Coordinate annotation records
>> begin

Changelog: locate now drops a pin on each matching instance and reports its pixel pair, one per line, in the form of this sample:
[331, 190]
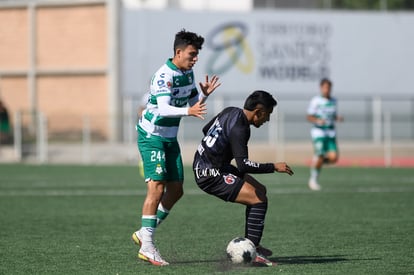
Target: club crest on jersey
[229, 179]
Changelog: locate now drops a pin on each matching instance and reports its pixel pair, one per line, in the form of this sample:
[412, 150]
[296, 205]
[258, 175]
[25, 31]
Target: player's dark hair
[325, 81]
[259, 97]
[184, 38]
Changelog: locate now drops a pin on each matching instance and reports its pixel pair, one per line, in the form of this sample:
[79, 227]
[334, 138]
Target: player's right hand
[198, 110]
[282, 167]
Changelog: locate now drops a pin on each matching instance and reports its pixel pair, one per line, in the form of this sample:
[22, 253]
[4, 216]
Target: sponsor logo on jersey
[229, 179]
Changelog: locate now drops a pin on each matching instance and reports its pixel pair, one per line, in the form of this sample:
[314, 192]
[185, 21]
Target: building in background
[86, 63]
[60, 58]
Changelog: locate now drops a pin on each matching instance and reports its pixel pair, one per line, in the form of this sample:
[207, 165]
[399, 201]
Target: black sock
[255, 216]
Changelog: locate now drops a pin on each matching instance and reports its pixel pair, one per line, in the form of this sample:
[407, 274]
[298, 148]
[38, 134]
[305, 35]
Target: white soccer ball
[241, 250]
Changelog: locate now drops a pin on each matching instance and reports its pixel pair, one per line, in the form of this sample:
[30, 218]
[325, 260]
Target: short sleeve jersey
[325, 109]
[180, 87]
[226, 138]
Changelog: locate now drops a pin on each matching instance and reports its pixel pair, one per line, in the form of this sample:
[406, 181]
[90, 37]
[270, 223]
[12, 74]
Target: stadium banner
[286, 52]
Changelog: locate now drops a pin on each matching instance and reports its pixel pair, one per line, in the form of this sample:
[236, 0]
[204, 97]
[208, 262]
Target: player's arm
[161, 84]
[238, 140]
[207, 88]
[208, 125]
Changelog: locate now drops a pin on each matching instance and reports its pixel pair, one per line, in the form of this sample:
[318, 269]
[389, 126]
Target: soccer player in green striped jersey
[322, 113]
[173, 94]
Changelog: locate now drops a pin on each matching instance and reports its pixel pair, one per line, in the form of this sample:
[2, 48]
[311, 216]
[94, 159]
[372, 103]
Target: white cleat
[314, 185]
[151, 254]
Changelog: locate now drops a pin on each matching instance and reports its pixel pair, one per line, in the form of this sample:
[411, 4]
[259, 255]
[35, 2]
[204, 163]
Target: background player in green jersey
[172, 89]
[322, 113]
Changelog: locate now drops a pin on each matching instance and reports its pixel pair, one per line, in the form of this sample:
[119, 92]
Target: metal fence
[375, 120]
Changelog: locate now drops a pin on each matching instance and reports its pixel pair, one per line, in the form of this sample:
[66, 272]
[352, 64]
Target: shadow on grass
[199, 261]
[316, 259]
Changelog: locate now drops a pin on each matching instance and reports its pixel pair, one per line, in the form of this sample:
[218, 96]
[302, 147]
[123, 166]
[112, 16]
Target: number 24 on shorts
[157, 156]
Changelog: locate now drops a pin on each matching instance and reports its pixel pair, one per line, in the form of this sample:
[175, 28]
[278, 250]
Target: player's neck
[249, 115]
[177, 64]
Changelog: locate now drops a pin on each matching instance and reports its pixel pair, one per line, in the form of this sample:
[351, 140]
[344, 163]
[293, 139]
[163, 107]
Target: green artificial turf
[79, 219]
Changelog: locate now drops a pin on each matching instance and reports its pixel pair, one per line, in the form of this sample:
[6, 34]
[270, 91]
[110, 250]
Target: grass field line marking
[135, 192]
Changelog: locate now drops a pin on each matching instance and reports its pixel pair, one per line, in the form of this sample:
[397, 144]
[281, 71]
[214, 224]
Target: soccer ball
[241, 250]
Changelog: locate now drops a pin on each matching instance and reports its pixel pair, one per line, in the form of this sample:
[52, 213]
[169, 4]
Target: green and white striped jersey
[325, 109]
[180, 88]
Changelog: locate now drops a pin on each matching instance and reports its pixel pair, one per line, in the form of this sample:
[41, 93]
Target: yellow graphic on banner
[229, 41]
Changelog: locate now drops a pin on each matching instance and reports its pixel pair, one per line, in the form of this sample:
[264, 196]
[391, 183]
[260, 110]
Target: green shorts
[161, 157]
[322, 145]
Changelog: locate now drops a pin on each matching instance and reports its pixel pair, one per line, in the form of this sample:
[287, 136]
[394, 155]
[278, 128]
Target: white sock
[314, 173]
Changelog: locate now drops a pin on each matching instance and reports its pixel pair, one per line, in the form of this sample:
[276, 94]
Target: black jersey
[226, 138]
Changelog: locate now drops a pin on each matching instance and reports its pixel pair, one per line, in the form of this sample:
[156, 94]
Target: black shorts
[222, 183]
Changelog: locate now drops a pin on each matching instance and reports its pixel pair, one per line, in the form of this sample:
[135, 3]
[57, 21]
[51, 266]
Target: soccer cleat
[263, 251]
[262, 260]
[152, 256]
[314, 185]
[137, 238]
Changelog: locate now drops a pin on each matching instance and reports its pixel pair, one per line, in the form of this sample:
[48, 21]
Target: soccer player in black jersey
[225, 138]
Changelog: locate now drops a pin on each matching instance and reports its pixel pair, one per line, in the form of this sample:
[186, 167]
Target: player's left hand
[282, 167]
[209, 86]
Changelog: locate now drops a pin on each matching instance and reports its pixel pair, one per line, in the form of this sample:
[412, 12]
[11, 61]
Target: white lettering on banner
[293, 51]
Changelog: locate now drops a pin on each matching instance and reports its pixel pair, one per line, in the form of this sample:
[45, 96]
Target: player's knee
[261, 195]
[333, 158]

>> end

What the exercise asks =
Copy out all of the material exactly as written, without its pictures.

Response for this exercise =
Changelog: locate now drops a pin on each matching instance and reports its pixel pair, one per line, in the form of this sample:
[331, 190]
Target: club crest on jersey
[229, 179]
Changelog: locate now drops a pin on each matching instance and reports its pixel pair, one per line, in the form of this sample:
[412, 150]
[296, 205]
[258, 175]
[25, 31]
Target: player's dark hair
[325, 81]
[259, 97]
[184, 38]
Changelog: locate now drops a pin on each matching instance and reports its pixel pair, one per line, in the form of this sample:
[79, 227]
[334, 138]
Target: player's right hand
[198, 110]
[282, 167]
Changelog: locate now drops a pin on each matching instance and reports its pixel pair, one per line, in the form of this sample:
[22, 253]
[4, 216]
Target: sponsor logo on jersey
[229, 179]
Changelog: locate now drops a pin on each matching instance and reports its pixel pair, one per line, in the form of this sample:
[314, 192]
[185, 21]
Target: building in background
[86, 63]
[60, 58]
Changelog: locate now drops a pin on each matching instance and reports its pixel pair, one per line, in the form of this sample:
[207, 165]
[399, 201]
Target: black sock
[255, 216]
Changelog: locate now drops a pin on each matching instance and reports its pixel pair, one per line, in the form of this sample:
[407, 274]
[298, 148]
[38, 134]
[305, 35]
Target: white soccer ball
[241, 250]
Changelog: locate now drops a pin on each matching instance and reports its pixel pair, one per line, in the form of this sample:
[30, 218]
[325, 260]
Target: short sleeve jersey
[325, 109]
[180, 87]
[226, 138]
Changelog: locate now drops a pin on each matching instance and reports its pixel pair, one per line, in the form of this sample:
[406, 181]
[90, 37]
[270, 223]
[12, 74]
Target: stadium banner
[286, 52]
Changelog: locate now drops a pin on each matching instance and reports its pixel pair, one per line, in the form of this sample:
[236, 0]
[204, 97]
[208, 262]
Target: player's arm
[161, 84]
[238, 140]
[207, 88]
[208, 125]
Changelog: locate now drops a pin on each matching instance and reports its pixel pair, one per line, in the form of this sample:
[318, 269]
[389, 126]
Target: soccer player in green striped jersey
[322, 113]
[173, 94]
Changelog: locate now drops a pin on each matching instance and reports its pixel pair, one per line, in the form of this sample:
[2, 48]
[311, 216]
[94, 159]
[372, 103]
Target: white cleat
[314, 185]
[151, 254]
Changelog: locate now drops a pin on each matching instance and reports its pixel pair, one per line, in the form of this sample:
[411, 4]
[259, 255]
[35, 2]
[204, 163]
Target: background player in green jersey
[172, 89]
[322, 113]
Changelog: locate now drops a pin on each matching instance and reports its pixel pair, one per line, in the form of this sample:
[119, 92]
Target: metal fence
[375, 120]
Changelog: locate now drops a pin on each matching instance and reports its pixel pair, one per line, in the form of this sample:
[66, 272]
[352, 64]
Target: shadow on grass
[199, 261]
[316, 259]
Changelog: locate now drops a pin on each matching instance and reports its pixel pair, one per line, in the form of this sample:
[218, 96]
[302, 147]
[123, 166]
[112, 16]
Target: number 24 on shorts
[157, 156]
Changelog: locate now drops a pin on each matching instance and reports its pixel pair, one per line, in the form of this sample:
[175, 28]
[278, 250]
Target: player's neck
[249, 115]
[177, 64]
Changelog: locate now drops a pin on each matching instance and reports its pixel pair, one per line, in the form of this sample:
[351, 140]
[344, 163]
[293, 139]
[163, 107]
Target: green artificial turf
[79, 219]
Changelog: locate now drops a pin on each matching instance and reports its pixel pair, one per line, in the form of this sample:
[6, 34]
[270, 91]
[110, 250]
Target: grass field line marking
[135, 192]
Changelog: locate now drops a pin on each matching instance and reports its pixel pair, one per line, in the form of this sample:
[397, 144]
[281, 71]
[214, 224]
Target: soccer ball
[241, 250]
Changelog: locate now drops a pin on each matching instance and reports its pixel pair, one per line, in the form of this sample:
[52, 213]
[169, 4]
Target: green and white striped jersey
[325, 109]
[180, 88]
Changelog: locate now drops a pin on each matching instance and reports its pixel pair, one per line, in the form of this sample:
[41, 93]
Target: yellow graphic on banner
[229, 41]
Changelog: locate now drops a pin on each matching instance and reports its pixel pair, one per line, in the form of this sample:
[264, 196]
[391, 183]
[260, 110]
Target: green shorts
[161, 157]
[322, 145]
Changelog: locate now drops a pin on each matching instance and reports its pixel pair, one per line, in the form of this sample:
[287, 136]
[394, 155]
[278, 128]
Target: white sock
[314, 173]
Changelog: locate now drops a pin on each matching instance and reports its pixel pair, one per line, in the form of this sample:
[276, 94]
Target: black jersey
[226, 138]
Changelog: locate now drops a pin on each matching instance and reports its pixel pair, one per line, in the form of this sample:
[156, 94]
Target: black shorts
[222, 183]
Changelog: locate now drops a pin on each matching instance and reports its pixel pair, one per line, in the form of this sample:
[135, 3]
[57, 21]
[51, 266]
Target: soccer cleat
[263, 251]
[262, 260]
[152, 256]
[314, 185]
[137, 238]
Changelog: locate now drops a pin on each matching instance and reports its pixel pair, one per line, in the form of this sample:
[48, 21]
Target: soccer player in black jersey
[225, 138]
Changelog: locate now drops a pin on each matching instance and reports its pixel pair, one per line, in the form of this sample:
[186, 167]
Target: player's left hand
[282, 167]
[209, 86]
Changelog: locate now drops a pin on each matching instance and reports its pixel pair, one per line, in the form of this sample:
[412, 12]
[11, 61]
Target: white lettering on banner
[293, 51]
Changelog: locate now drops a pin on each matching instance and reports its pixel pair, one per line, in the form of this sample:
[45, 96]
Target: player's knee
[261, 195]
[333, 158]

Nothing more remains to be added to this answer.